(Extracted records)
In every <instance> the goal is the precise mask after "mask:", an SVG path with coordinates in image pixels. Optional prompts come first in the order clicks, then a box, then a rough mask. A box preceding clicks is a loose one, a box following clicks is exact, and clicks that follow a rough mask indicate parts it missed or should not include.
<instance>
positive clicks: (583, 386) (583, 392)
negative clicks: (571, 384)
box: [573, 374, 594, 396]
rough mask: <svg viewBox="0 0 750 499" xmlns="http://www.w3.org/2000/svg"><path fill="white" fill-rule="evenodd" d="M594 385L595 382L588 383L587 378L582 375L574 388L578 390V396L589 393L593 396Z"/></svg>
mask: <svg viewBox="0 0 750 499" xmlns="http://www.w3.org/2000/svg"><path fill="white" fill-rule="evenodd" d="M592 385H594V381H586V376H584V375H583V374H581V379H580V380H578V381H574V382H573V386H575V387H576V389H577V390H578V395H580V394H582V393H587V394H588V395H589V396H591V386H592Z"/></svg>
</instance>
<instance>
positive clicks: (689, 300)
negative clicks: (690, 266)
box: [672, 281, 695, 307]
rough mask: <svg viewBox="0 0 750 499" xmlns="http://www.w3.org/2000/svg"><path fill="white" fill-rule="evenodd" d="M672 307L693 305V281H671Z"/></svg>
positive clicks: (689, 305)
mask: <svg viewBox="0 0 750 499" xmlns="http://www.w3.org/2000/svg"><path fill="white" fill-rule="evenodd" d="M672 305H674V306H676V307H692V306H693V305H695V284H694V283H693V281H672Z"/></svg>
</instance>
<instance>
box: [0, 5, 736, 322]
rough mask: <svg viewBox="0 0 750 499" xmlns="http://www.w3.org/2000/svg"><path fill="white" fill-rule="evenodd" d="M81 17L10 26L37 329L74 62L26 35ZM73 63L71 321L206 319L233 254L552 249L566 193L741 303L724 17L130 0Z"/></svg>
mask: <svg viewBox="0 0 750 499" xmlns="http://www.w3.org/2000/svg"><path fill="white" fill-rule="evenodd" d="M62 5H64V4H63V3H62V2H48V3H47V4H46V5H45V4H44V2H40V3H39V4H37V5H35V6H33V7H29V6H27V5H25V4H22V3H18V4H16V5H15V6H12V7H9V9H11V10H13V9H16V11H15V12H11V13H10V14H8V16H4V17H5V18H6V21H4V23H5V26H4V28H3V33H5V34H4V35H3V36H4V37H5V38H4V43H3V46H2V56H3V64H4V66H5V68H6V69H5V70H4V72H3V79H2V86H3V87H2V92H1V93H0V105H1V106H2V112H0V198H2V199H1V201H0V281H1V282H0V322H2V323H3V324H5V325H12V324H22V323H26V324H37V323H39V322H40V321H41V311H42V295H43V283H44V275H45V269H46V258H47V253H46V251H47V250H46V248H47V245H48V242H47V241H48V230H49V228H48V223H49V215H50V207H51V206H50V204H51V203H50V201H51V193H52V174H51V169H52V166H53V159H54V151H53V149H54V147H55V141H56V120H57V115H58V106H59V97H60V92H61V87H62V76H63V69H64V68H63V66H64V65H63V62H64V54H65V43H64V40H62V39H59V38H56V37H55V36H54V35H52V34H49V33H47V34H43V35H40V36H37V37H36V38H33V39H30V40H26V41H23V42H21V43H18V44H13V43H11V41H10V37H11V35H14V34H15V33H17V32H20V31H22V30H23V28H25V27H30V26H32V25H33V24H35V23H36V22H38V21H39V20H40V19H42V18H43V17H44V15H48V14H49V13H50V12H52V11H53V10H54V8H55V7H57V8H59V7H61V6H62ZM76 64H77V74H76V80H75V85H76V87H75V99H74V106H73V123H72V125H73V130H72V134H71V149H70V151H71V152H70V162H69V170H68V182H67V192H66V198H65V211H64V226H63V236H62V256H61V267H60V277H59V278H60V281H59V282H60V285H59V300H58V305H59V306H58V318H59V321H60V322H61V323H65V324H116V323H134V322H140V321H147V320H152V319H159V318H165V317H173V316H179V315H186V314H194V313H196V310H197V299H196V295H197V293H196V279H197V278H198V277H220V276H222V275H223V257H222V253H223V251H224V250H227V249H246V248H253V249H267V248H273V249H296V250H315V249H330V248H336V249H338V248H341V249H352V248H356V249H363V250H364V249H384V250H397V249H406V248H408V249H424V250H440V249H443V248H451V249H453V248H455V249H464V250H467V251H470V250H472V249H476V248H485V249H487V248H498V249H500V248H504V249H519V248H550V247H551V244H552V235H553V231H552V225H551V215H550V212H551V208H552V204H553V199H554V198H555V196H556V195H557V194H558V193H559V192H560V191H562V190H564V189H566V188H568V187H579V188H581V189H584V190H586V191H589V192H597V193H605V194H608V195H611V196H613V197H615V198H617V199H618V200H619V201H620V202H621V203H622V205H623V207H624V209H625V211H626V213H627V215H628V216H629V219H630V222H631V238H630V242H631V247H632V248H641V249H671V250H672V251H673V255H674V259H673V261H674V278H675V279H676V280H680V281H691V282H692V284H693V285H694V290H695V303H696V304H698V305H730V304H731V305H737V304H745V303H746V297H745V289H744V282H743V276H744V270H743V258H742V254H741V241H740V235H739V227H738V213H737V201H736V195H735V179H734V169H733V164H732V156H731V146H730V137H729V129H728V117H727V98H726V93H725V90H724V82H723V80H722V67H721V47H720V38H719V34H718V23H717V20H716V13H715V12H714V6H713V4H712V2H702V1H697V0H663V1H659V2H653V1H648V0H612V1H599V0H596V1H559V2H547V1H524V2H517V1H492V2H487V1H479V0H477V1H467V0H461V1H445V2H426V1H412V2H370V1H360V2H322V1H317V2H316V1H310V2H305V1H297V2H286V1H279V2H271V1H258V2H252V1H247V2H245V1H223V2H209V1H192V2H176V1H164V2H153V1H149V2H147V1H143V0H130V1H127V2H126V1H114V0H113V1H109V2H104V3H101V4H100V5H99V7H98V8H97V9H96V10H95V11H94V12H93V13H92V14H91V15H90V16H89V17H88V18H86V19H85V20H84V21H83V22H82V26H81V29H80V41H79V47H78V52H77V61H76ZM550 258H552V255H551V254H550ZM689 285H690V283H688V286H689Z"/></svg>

__What the exercise asks__. The job here is to write out all the entries again exactly.

__Response below__.
In every <instance> the goal is the precise mask after "mask:", an SVG path with coordinates in image pixels. Optional prompts come first in the order clicks, then a box, then a rough mask. A box preceding clicks is a loose one, a box following clicks is exact, and clicks that follow a rough mask indicate parts it missed or should not include.
<instance>
positive clicks: (583, 386) (583, 392)
negative clicks: (571, 384)
box: [573, 374, 594, 396]
rough mask: <svg viewBox="0 0 750 499" xmlns="http://www.w3.org/2000/svg"><path fill="white" fill-rule="evenodd" d="M594 385L595 382L588 383L587 378L582 375L574 388L578 390V396L589 393L593 396Z"/></svg>
mask: <svg viewBox="0 0 750 499" xmlns="http://www.w3.org/2000/svg"><path fill="white" fill-rule="evenodd" d="M592 385H594V381H586V376H584V375H583V374H581V379H580V380H578V381H574V382H573V386H575V387H576V389H577V390H578V395H580V394H582V393H587V394H588V395H589V396H591V386H592Z"/></svg>
</instance>
<instance>
positive clicks: (689, 300)
negative clicks: (690, 266)
box: [672, 281, 695, 307]
rough mask: <svg viewBox="0 0 750 499" xmlns="http://www.w3.org/2000/svg"><path fill="white" fill-rule="evenodd" d="M672 307L693 305V281H671Z"/></svg>
positive clicks: (689, 305)
mask: <svg viewBox="0 0 750 499" xmlns="http://www.w3.org/2000/svg"><path fill="white" fill-rule="evenodd" d="M672 305H674V306H676V307H692V306H693V305H695V284H694V283H693V281H672Z"/></svg>
</instance>
<instance>
box: [0, 5, 736, 322]
rough mask: <svg viewBox="0 0 750 499" xmlns="http://www.w3.org/2000/svg"><path fill="white" fill-rule="evenodd" d="M81 17L10 26L37 329L74 62L26 35ZM73 63L71 321L206 319L233 254L552 249L566 193L741 303L724 17L130 0Z"/></svg>
mask: <svg viewBox="0 0 750 499" xmlns="http://www.w3.org/2000/svg"><path fill="white" fill-rule="evenodd" d="M62 5H64V4H63V3H62V2H48V3H47V4H46V5H45V4H44V2H40V3H39V4H37V5H35V6H33V7H29V6H27V5H25V4H22V3H18V4H16V5H15V6H12V7H9V9H11V10H13V9H16V11H15V12H11V13H10V14H8V16H4V17H5V18H6V21H4V23H5V26H4V28H3V33H5V34H4V35H3V36H4V37H5V38H4V43H3V46H2V56H3V64H4V66H5V68H6V69H5V70H4V72H3V79H2V86H3V87H2V92H1V93H0V105H1V106H2V112H0V198H2V199H1V201H0V281H1V282H0V322H2V323H3V324H5V325H12V324H22V323H26V324H37V323H39V322H40V321H41V311H42V295H43V283H44V275H45V269H46V258H47V253H46V251H47V250H46V248H47V245H48V242H47V241H48V230H49V228H48V223H49V215H50V207H51V206H50V204H51V203H50V201H51V193H52V174H51V169H52V166H53V159H54V151H53V149H54V147H55V141H56V120H57V115H58V106H59V97H60V92H61V87H62V76H63V69H64V68H63V66H64V65H63V62H64V54H65V43H64V40H62V39H59V38H56V37H55V36H54V35H52V34H49V33H47V34H43V35H40V36H37V37H36V38H33V39H30V40H26V41H23V42H21V43H18V44H13V43H11V41H10V37H11V35H14V34H15V33H17V32H20V31H22V30H23V28H25V27H30V26H32V25H33V24H35V23H36V22H38V21H39V20H40V19H42V18H43V17H44V15H48V14H49V13H50V12H52V11H53V10H54V8H55V7H57V8H59V7H61V6H62ZM76 64H77V74H76V80H75V85H76V87H75V99H74V106H73V123H72V125H73V130H72V134H71V149H70V151H71V152H70V162H69V170H68V182H67V192H66V198H65V211H64V226H63V236H62V256H61V267H60V277H59V278H60V281H59V282H60V285H59V300H58V305H59V306H58V318H59V321H60V322H61V323H65V324H116V323H134V322H140V321H147V320H152V319H159V318H165V317H173V316H179V315H186V314H194V313H196V310H197V299H196V295H197V293H196V279H197V278H198V277H220V276H222V275H223V257H222V253H223V251H224V250H227V249H246V248H253V249H267V248H273V249H296V250H315V249H330V248H336V249H338V248H341V249H352V248H356V249H363V250H364V249H384V250H397V249H406V248H408V249H424V250H440V249H443V248H451V249H453V248H455V249H464V250H467V251H470V250H472V249H476V248H485V249H487V248H498V249H500V248H504V249H519V248H550V247H551V244H552V235H553V231H552V225H551V215H550V212H551V208H552V204H553V199H554V198H555V196H556V195H557V194H558V193H559V192H560V191H562V190H564V189H566V188H568V187H579V188H581V189H584V190H586V191H589V192H597V193H605V194H608V195H611V196H613V197H615V198H617V199H618V200H619V201H620V202H621V203H622V205H623V207H624V209H625V211H626V213H627V215H628V216H629V219H630V222H631V238H630V242H631V247H632V248H641V249H671V250H672V251H673V255H674V259H673V261H674V278H675V279H676V280H680V281H691V282H692V284H693V285H694V290H695V303H696V304H698V305H730V304H731V305H737V304H745V303H746V297H745V289H744V282H743V276H744V270H743V258H742V254H741V241H740V235H739V227H738V213H737V201H736V195H735V179H734V169H733V164H732V156H731V146H730V137H729V129H728V117H727V98H726V93H725V90H724V82H723V80H722V67H721V47H720V38H719V34H718V23H717V20H716V13H715V12H714V6H713V4H712V2H702V1H697V0H663V1H659V2H653V1H648V0H612V1H599V0H596V1H559V2H547V1H524V2H517V1H492V2H487V1H479V0H477V1H467V0H461V1H445V2H426V1H412V2H370V1H360V2H322V1H317V2H316V1H310V2H305V1H297V2H286V1H279V2H271V1H258V2H252V1H247V2H245V1H223V2H209V1H192V2H176V1H164V2H153V1H149V2H147V1H143V0H130V1H127V2H126V1H114V0H113V1H109V2H104V3H101V4H100V5H99V7H98V8H97V9H96V10H95V11H94V12H93V13H92V14H91V15H90V16H89V17H88V18H86V19H85V20H84V21H83V22H82V26H81V29H80V41H79V47H78V52H77V61H76ZM550 258H552V255H551V254H550ZM689 285H690V283H688V286H689Z"/></svg>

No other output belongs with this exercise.